Pick out each line of the items below that contains the string "instances", treating uppercase and lowercase letters as different, and copy those lines in full.

[Segmentation dataset items]
== == ==

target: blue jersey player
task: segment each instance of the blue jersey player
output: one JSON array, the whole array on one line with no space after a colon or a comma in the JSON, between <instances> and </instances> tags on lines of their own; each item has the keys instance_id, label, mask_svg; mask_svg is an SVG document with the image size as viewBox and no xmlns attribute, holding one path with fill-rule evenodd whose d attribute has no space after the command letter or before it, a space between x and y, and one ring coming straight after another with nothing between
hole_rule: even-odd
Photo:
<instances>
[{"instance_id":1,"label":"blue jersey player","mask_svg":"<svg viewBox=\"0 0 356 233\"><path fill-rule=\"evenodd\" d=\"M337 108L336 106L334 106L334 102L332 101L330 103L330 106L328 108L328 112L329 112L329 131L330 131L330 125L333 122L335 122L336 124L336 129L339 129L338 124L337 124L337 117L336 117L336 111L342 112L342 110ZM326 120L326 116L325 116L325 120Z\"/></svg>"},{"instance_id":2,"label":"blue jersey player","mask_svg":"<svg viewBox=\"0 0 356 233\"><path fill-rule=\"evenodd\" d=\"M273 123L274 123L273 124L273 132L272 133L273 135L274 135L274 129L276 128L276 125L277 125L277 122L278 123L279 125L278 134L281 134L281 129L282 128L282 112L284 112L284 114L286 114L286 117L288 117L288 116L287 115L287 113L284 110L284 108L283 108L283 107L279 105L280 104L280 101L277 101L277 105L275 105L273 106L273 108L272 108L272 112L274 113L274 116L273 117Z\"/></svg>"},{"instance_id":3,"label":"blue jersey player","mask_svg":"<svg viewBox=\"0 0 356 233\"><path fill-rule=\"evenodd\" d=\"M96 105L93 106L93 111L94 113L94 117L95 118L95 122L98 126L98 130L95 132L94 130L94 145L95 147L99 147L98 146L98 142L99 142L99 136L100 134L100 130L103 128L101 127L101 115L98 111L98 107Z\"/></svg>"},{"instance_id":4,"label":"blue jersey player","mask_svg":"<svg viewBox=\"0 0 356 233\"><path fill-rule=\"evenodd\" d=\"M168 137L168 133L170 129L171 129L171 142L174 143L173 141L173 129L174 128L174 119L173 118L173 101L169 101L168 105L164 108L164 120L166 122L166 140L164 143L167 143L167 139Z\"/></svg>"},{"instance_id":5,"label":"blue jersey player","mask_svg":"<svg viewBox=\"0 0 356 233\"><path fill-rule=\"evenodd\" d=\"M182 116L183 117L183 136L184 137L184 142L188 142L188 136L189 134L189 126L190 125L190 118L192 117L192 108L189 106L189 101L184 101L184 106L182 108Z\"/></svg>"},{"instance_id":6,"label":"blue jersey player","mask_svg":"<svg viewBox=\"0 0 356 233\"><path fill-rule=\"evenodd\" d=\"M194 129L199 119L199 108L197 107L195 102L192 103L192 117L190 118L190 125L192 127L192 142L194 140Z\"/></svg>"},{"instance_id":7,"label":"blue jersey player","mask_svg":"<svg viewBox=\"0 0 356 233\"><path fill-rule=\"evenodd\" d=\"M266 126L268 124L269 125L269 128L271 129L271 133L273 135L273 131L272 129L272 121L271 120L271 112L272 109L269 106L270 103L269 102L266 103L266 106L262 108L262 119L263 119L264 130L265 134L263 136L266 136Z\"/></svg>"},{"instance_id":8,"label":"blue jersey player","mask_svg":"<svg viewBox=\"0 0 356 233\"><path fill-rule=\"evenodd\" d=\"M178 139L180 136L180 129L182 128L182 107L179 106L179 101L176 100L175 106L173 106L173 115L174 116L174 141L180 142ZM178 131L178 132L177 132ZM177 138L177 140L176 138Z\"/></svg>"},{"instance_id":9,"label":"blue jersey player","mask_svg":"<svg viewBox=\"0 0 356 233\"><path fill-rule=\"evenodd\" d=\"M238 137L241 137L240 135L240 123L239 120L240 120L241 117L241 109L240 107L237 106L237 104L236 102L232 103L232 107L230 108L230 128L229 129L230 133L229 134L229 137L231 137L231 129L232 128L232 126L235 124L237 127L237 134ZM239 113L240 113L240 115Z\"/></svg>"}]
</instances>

== == ==

Exercise solution:
output: one JSON array, the whole array on one line with no space after a colon or a comma in the JSON, between <instances> and </instances> tags on lines of their own; each item has the keys instance_id, label, mask_svg; mask_svg is an SVG document with the image size as viewBox and no xmlns attribute, holding one path with fill-rule evenodd whose d attribute has no space after the command letter or before it, a space between x and y, and one ring coming straight after another with nothing between
<instances>
</instances>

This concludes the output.